## Written request 1
Change "vineyard" to "orchard" in the entries starting at the line that contains "the form [291,292]." and ending at the last line of the entries, and give those lines again with nothing else altered.

The group walks a fine line. On one hand, if it wants to attract
the new generation of riders, it needs to push for more access for freeriders
and downhillers. On the other hand, its older constituency (the average IMBA
member is 37 years old) tends to be more reserved.
"We get letters from members who say they are pulling their
membership because IMBA is trying to get into wilderness," says
Jenn Dice, the group’s
government affairs director, "and
others who are complaining that we aren’t doing enough for access."
Even Gary Sprung seems to have some misgivings. "I’m not a
big fan of freeriding and downhilling, only because it’s more about the bike
than it is about nature," he says. "It’s not the same as regular
mountain biking. It’s almost like a different sport." Riders who build
renegade trails "have caused some environmental impacts and made my job
harder," he adds. "And it does not please me."
Rethinking bikes and trails
No one knows the tough position mountain bikers are in better than
Garrett Villanueva. A civil engineer by training, Villanueva oversees 450 miles
of very popular trail in one of California’s outdoor sports hotspots: Lake
Tahoe. Villanueva constantly sees the damage caused by irresponsible
downhilling and freeriding. He has photos of the jerry-rigged stunts he’s had
to remove from national forest land. He recently closed "Jackie Chan"
and "King Axle," two illegally built trails.

## Data entries
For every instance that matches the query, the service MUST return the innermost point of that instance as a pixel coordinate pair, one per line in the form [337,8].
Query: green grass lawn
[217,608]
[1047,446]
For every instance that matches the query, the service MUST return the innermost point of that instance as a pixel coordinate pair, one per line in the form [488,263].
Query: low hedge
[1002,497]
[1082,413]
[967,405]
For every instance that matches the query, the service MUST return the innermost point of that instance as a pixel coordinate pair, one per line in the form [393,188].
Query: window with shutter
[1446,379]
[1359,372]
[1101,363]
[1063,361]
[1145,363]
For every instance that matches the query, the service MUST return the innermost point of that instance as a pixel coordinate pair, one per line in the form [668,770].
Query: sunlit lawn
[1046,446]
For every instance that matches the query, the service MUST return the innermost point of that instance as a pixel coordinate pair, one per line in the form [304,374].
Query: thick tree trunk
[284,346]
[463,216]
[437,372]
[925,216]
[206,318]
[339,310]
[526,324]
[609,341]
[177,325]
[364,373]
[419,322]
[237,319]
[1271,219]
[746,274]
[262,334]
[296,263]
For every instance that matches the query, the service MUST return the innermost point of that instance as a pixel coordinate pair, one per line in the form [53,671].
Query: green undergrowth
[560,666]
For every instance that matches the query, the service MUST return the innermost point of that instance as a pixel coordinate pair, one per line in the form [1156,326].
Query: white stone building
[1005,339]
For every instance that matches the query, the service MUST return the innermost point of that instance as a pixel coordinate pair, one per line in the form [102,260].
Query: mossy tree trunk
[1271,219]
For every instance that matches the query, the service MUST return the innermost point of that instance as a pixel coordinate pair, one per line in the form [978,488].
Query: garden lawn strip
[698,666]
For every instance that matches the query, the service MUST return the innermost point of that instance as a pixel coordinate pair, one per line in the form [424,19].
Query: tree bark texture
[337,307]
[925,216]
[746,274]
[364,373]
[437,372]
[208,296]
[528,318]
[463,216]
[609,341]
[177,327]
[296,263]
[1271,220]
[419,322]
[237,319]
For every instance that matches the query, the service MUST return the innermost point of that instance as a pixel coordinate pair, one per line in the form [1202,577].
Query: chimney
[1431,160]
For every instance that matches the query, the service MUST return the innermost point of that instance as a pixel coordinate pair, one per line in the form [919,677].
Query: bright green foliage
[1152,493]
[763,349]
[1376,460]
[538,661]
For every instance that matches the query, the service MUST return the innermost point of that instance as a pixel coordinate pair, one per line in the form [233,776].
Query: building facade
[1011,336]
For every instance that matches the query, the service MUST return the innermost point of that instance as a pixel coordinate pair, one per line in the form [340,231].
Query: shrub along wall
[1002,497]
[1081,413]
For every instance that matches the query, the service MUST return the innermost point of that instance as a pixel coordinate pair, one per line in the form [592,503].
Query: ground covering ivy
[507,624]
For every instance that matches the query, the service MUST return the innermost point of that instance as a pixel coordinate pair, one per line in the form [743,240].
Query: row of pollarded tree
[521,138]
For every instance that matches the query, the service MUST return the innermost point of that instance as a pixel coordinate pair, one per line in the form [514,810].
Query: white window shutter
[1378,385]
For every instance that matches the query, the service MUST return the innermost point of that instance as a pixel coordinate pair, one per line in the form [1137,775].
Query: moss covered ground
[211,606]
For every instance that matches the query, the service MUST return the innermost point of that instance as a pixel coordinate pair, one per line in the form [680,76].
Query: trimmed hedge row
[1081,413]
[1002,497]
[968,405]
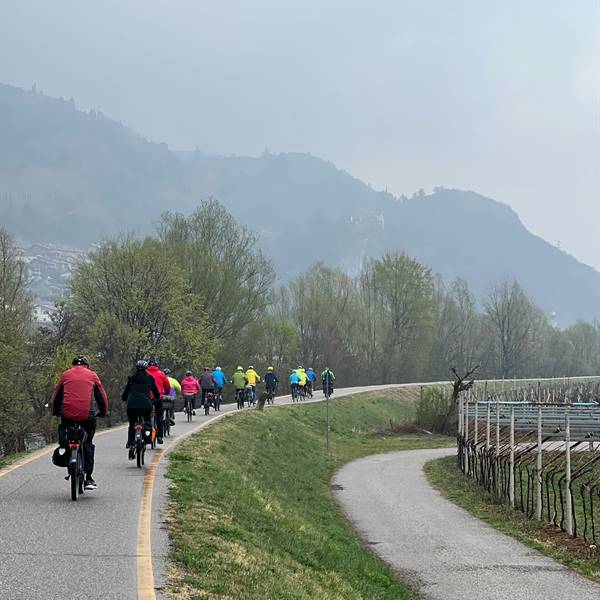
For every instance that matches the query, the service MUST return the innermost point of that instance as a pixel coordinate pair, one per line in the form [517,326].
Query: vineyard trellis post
[512,458]
[539,466]
[569,507]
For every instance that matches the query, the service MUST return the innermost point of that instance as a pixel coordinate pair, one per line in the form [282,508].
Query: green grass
[445,475]
[252,515]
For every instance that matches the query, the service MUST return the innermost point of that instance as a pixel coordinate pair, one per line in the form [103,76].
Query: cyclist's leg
[132,418]
[160,414]
[88,446]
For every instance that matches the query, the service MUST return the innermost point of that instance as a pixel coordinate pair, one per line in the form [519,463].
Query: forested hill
[72,177]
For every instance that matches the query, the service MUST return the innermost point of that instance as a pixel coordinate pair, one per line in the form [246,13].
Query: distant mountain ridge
[71,178]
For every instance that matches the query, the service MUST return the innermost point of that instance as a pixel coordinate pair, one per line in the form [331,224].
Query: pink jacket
[190,385]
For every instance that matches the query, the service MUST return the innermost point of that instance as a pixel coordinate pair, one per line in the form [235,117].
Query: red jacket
[162,381]
[75,393]
[190,385]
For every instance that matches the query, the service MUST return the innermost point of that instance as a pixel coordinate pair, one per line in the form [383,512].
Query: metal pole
[498,486]
[568,469]
[476,433]
[487,426]
[538,505]
[466,461]
[511,483]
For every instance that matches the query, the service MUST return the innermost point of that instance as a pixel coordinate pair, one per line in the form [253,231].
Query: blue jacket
[220,378]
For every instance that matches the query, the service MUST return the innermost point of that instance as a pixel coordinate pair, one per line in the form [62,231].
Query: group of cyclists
[150,393]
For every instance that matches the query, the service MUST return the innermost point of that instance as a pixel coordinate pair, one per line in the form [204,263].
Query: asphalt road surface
[55,549]
[444,551]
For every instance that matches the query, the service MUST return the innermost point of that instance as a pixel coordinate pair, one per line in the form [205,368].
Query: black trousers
[132,415]
[160,415]
[89,427]
[204,392]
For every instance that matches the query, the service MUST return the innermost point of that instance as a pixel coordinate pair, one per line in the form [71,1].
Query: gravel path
[446,552]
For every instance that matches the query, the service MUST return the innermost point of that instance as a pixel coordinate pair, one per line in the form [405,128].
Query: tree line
[201,292]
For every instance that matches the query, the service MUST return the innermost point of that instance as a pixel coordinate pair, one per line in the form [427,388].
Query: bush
[435,412]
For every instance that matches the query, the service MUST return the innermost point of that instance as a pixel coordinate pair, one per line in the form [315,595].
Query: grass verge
[252,515]
[445,475]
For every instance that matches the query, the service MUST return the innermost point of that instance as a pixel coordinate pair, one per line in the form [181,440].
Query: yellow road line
[144,568]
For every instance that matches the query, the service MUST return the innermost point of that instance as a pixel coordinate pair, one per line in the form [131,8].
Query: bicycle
[76,437]
[209,400]
[295,392]
[168,402]
[188,407]
[140,442]
[218,399]
[239,398]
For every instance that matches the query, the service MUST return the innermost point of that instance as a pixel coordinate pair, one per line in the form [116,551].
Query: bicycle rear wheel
[74,479]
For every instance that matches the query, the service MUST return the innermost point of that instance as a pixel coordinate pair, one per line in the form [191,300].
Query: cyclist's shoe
[90,484]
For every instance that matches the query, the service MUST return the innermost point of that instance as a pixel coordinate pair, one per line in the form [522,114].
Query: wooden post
[539,466]
[511,482]
[569,503]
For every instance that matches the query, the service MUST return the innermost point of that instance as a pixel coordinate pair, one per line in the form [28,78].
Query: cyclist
[312,377]
[239,381]
[253,378]
[175,389]
[164,388]
[328,377]
[139,392]
[303,380]
[190,387]
[271,381]
[294,381]
[221,380]
[73,401]
[207,383]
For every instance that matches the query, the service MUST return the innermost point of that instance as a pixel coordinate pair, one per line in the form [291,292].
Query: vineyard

## Written request 2
Answer these from the mountain biking excerpt:
(a) How old is the average IMBA member?
(b) What is Jenn Dice's position with the group?
(c) How many miles of trail does Garrett Villanueva oversee?

## Exercise answer 1
For every instance that matches the query, the service MUST return the innermost point of that instance as a pixel coordinate pair, one per line in the form [291,292].
Query: orchard

## Exercise answer 2
(a) 37 years old
(b) Government affairs director
(c) 450 miles